◆ Tarefas a realizar:
a) Como fica, em forma de lista e só com os fatos principais, o parágrafo do texto sobre o bloqueio das pontes que começa com "Mas o presidente uruguaio"?
b) No texto sobre o bloqueio das pontes, por que ambientalistas e pessoas das comunidades continuam bloqueando as pontes entre os dois países? Responda em uma a três frases.
━━ Texto fornecido ━━
Acima de todas estas questões, a sociedade se organiza nos dois lados da fronteira Uruguai-Argentina. Em favor da vida, da saúde e da água potável para hoje e para gerações futuras, contra as chuvas ácidas e as emanações malcheirosas de enxofre e cloro, contra os derivados cancerígenos e organoclorados, os ambientalistas e pessoas das comunidades continuam bloqueando as pontes entre os dois países. Eles decidiram tomar em suas mãos o destino de sua terra e de seus rios.

Mas o presidente uruguaio Tabaré Vásquez insiste no fim do bloqueio das estradas e das pontes na província argentina de Entre Rios, conforme notícia do jornal La Nación, de Buenos Aires (18/3). Vasquez afirma que as papeleras da Botnia e da Ence serão construídas. E nega qualquer pacto ou acordo com o presidente argentino, Nestor Kirchner, para encontrar um ponto em comum que ‘satisfaça a preocupação popular por eventuais contaminações que as fábricas possam vir a produzir’, afirma o conservador jornal argentino.
━━━
━━ Trechos do material ━━
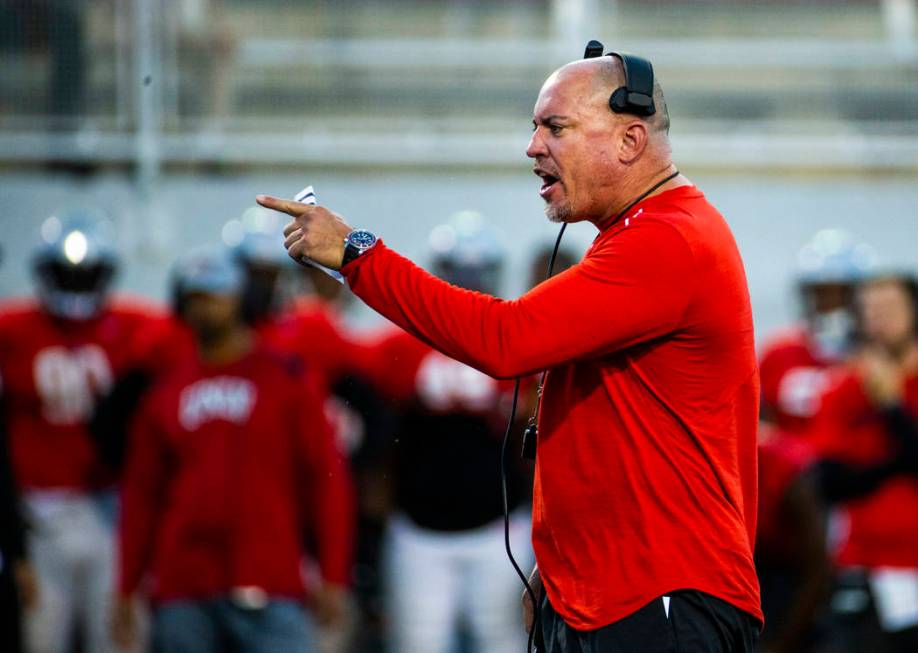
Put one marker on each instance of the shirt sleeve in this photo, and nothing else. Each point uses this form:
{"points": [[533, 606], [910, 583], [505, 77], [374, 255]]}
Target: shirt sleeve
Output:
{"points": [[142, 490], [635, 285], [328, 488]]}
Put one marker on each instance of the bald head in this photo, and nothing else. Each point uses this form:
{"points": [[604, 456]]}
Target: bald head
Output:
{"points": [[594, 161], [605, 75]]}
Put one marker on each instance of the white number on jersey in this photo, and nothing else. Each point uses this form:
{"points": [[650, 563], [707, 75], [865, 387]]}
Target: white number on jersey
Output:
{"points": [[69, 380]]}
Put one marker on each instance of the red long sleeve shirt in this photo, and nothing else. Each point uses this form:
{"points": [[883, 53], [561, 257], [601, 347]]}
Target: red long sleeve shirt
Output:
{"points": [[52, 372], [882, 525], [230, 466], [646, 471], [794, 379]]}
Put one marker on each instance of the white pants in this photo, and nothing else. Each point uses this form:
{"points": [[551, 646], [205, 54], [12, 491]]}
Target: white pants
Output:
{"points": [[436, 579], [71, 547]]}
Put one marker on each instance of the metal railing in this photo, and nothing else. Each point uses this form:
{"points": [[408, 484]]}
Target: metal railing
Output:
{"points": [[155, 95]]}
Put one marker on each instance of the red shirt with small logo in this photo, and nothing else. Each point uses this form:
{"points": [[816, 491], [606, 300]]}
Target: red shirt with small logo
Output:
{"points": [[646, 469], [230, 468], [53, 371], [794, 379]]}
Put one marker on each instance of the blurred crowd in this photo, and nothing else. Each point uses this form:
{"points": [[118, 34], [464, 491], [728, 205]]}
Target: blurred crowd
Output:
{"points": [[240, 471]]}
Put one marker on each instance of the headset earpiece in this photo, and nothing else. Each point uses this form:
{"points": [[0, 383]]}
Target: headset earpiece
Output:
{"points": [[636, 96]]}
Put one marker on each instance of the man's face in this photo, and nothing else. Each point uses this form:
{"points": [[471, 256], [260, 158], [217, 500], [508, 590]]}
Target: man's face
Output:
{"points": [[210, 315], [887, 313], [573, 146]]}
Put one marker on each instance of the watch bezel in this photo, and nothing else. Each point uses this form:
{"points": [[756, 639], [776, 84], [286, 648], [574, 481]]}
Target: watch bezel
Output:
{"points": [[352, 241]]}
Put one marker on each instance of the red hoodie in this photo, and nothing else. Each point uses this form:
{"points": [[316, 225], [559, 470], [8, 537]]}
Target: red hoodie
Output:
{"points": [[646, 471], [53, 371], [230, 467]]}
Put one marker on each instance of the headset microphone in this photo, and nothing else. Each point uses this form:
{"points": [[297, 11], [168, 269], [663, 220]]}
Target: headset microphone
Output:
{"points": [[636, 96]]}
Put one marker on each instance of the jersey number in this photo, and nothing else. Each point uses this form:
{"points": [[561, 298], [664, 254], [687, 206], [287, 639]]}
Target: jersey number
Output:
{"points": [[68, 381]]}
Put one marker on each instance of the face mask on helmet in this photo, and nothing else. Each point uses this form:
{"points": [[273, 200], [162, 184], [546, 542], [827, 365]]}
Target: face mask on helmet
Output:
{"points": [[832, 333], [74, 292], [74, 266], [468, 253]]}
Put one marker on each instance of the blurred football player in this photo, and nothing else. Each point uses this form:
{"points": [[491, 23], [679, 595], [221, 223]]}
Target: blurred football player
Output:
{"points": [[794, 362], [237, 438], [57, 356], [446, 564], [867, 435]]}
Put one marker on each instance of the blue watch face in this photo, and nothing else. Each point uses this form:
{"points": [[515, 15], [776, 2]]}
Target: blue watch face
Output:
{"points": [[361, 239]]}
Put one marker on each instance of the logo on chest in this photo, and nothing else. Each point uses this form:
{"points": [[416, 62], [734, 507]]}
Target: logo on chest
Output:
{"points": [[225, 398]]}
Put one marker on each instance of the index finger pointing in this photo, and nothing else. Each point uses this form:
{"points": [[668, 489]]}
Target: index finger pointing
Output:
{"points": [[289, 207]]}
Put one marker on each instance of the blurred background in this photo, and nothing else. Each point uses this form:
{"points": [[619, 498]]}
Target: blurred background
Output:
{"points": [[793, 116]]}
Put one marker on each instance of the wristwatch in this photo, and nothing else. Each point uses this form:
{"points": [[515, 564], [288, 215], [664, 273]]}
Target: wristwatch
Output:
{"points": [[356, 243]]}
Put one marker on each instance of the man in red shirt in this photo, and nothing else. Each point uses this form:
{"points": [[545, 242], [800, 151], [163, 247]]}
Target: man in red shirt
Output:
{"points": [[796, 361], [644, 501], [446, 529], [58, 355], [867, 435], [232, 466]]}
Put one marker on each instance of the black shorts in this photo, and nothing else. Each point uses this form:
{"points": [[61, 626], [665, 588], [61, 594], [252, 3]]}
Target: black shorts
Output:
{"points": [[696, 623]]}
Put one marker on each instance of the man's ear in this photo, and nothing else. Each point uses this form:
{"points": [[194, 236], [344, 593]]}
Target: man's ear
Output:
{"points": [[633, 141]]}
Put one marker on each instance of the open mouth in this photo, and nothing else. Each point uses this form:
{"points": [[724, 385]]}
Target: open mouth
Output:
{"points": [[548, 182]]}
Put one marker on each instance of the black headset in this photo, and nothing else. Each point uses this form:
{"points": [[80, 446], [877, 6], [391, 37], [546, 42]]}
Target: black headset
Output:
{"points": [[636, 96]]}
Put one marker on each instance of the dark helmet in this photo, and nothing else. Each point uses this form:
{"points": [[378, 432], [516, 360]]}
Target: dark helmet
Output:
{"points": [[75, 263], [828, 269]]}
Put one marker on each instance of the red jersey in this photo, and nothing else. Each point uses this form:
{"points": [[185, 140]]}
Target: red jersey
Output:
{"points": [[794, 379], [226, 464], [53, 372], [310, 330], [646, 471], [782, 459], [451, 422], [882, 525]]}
━━━
◆ Respostas por tarefa:
a)
- O presidente uruguaio Tabaré Vásquez insiste no fim do bloqueio das estradas e das pontes na província argentina de Entre Rios, segundo o jornal La Nación, de Buenos Aires (18/3).
- Vásquez afirma que as papeleras da Botnia e da Ence serão construídas.
- Ele nega qualquer pacto ou acordo com o presidente argentino, Nestor Kirchner, para buscar um ponto em comum que satisfaça a preocupação popular com eventuais contaminações causadas pelas fábricas.

b) Eles bloqueiam as pontes em favor da vida, da saúde e da água potável para hoje e para as gerações futuras. Também se opõem às chuvas ácidas, às emanações malcheirosas de enxofre e cloro e aos derivados cancerígenos e organoclorados. Além disso, decidiram tomar em suas mãos o destino de sua terra e de seus rios.